→ **Extract**:
--- Begin ---

Can HS2 be the “people’s railway”?

The chief executive of HS2 Ltd, Mark Thurston, talks about executing the UK's biggest public infrastructure project in a generation. 

By Augusta Riddy

Upon entry to the High Speed Two Limited (HS2 Ltd) offices in Euston every visitor is required, under the watchful eye of a receptionist, to watch a short health and safety video. It explains that under no circumstances should you move around the office without a designated HS2 employee, and encourages the watcher to report any potential hazards; it offers a stray cable – a tripping risk – as an example. Once the video ends, visitors are handed a pamphlet reiterating the key points.

The excessive care in the office – it makes you wonder what it’ll be like when construction actually starts – gives a palpable sense of the pressure HS2 is under.

--- End ---

→ **Record excerpts**:
--- Begin ---

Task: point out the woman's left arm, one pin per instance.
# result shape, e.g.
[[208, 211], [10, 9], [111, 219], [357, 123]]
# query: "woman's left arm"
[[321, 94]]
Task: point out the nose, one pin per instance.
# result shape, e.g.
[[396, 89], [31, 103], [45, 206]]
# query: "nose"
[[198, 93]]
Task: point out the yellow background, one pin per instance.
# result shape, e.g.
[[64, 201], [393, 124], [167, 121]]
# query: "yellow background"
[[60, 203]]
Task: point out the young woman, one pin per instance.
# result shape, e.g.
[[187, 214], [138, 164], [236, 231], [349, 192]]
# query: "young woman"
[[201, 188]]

--- End ---

→ **Task set**:
A: In the HS2 article, what must every visitor watch on entering the HS2 Ltd offices in Euston?
B: In the HS2 article, write out the passage from "Upon entry to" up to and including "HS2 is under.", substituting "leaflet" for "pamphlet".
C: Pick up the HS2 article after its last sentence and carry it on.
The records are separate material, unrelated to the HS2 article.

→ **The results**:
A: A short health and safety video.

B:
Upon entry to the High Speed Two Limited (HS2 Ltd) offices in Euston every visitor is required, under the watchful eye of a receptionist, to watch a short health and safety video. It explains that under no circumstances should you move around the office without a designated HS2 employee, and encourages the watcher to report any potential hazards; it offers a stray cable – a tripping risk – as an example. Once the video ends, visitors are handed a leaflet reiterating the key points.

The excessive care in the office – it makes you wonder what it’ll be like when construction actually starts – gives a palpable sense of the pressure HS2 is under.

C:
Is Mark Thurston, chief executive of the arms-length body, feeling the pressure? “It is one of the most important things that the government is going to do,” he admits, and that comes with the “inevitable scrutiny”. “It’s not unreasonable if you think how much money we’re spending.” High Speed Two is the second high-speed railway line to be built in the UK (the first connects London to the Channel Tunnel). The current projected cost of both phases is £56bn, a figure that was revised up from £32.7bn in 2010. In March 2018 alone, HS2 bought as much land as there is in the state of Monaco.

The project is divided into two stages: the first will connect Birmingham to London, and the second will connect Birmingham to Leeds via one branch and Manchester via the other. Upon completion, the whole network will form a “Y” shape across the country (refer to map). The first phase is expected to have trains running by the end of 2026 – it currently has contractors on the ground and construction is expected to begin mid-2019 – and the second phase has a target completion date of 2033, but is still working its way through the parliamentary consent process.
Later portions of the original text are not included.